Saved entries
>>>
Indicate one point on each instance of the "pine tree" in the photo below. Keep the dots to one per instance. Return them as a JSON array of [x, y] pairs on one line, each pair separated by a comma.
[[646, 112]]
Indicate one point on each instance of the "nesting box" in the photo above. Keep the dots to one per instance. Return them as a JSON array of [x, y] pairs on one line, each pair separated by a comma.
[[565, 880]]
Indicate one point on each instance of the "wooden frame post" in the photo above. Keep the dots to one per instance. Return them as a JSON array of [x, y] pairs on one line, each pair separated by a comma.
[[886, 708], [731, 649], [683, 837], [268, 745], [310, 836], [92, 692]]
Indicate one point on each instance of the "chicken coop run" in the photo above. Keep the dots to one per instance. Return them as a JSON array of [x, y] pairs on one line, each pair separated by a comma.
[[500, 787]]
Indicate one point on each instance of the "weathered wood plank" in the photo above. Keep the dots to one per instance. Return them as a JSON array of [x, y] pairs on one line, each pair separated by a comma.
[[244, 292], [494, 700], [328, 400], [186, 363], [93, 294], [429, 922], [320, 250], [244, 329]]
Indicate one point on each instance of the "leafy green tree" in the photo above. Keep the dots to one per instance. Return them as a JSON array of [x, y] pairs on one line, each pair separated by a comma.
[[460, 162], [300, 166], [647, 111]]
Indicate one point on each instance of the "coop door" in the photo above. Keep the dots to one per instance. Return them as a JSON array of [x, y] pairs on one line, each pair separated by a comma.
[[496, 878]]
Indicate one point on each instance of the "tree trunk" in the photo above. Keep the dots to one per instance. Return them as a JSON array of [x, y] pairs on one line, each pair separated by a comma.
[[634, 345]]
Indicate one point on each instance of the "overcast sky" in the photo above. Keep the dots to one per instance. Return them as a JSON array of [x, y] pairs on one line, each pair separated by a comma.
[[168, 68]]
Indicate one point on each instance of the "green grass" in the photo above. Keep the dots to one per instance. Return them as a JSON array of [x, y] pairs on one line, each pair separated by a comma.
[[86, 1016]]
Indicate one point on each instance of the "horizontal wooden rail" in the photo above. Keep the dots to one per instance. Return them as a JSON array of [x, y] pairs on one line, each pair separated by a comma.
<<<
Could you copy every record above exactly as written?

Indicate one point on each instance of the "pine tree" in the photo below. Keep the dots to one per instance. Return them as a JSON array of [x, y] pairs on one line, each pair separated by a comma.
[[646, 112]]
Indicate one point on each instance of the "nesting box" in the photo above. Keep the dots to one per instance. Return them as a JSON array of [x, y] pairs on one line, each pair separated by a comma.
[[565, 880]]
Indicate one point on each instance of the "wooden frame post" in the photo above. Keep the dots to one per instance. Return them as a JSON array of [x, y] pairs on one line, each pair separated by a comma.
[[886, 708], [731, 649], [683, 837], [268, 745], [310, 836], [92, 692]]
Indicate one point on each instance of the "chicken coop run" in the photo above. Keep the dots to one per instance. Return them as a JSON array of [x, y] pairs on one line, each pair separated by a comma.
[[500, 787]]
Indicate one point on each instance of the "weathered wood plank" in the photo above. Keep the dots to one per instance. Return them as a JSON array of [x, y] pairs on one line, each pair separated by a comma.
[[244, 292], [494, 700], [328, 400], [186, 363], [93, 294], [429, 922], [320, 250], [244, 329]]
Indicate one point on each instance of the "leafy green tree" in the photo above. Keep the dots to one per instance. Return them as a JSON array of [x, y] pairs on one line, each pair separated by a comma.
[[460, 162], [300, 166], [647, 111]]
Indicate one point on each instance of the "coop door" in the photo above. Keep the dots to one per instance. Return them as a JSON array of [x, y] pairs on one line, each pair separated by a comma.
[[496, 878]]
Indicate one point on each instance of the "tree trunk" in the photo above. Keep the dots to one per instance. Return them as a JSON array of [x, y] pairs on one line, each pair separated by a comma.
[[634, 345]]
Indicate one point on each instance of the "overcast sky" in the photo above. Keep the dots to one per instance. Return them as a JSON array of [x, y] pairs on one line, each pair separated by a comma.
[[168, 68]]
Indicate one point on each instance of the "green grass" in the photo above. Keep the dots to one per instance. Return them as a JSON array of [x, y] pairs on one line, each pair separated by a comma.
[[86, 1016]]
Indicate one point on each instance of the "horizontal wooden rail" in the photo above. Keep the dots to one per instance. Return them as a JSON array of [x, y] pairs on one line, each pair separated by a comma.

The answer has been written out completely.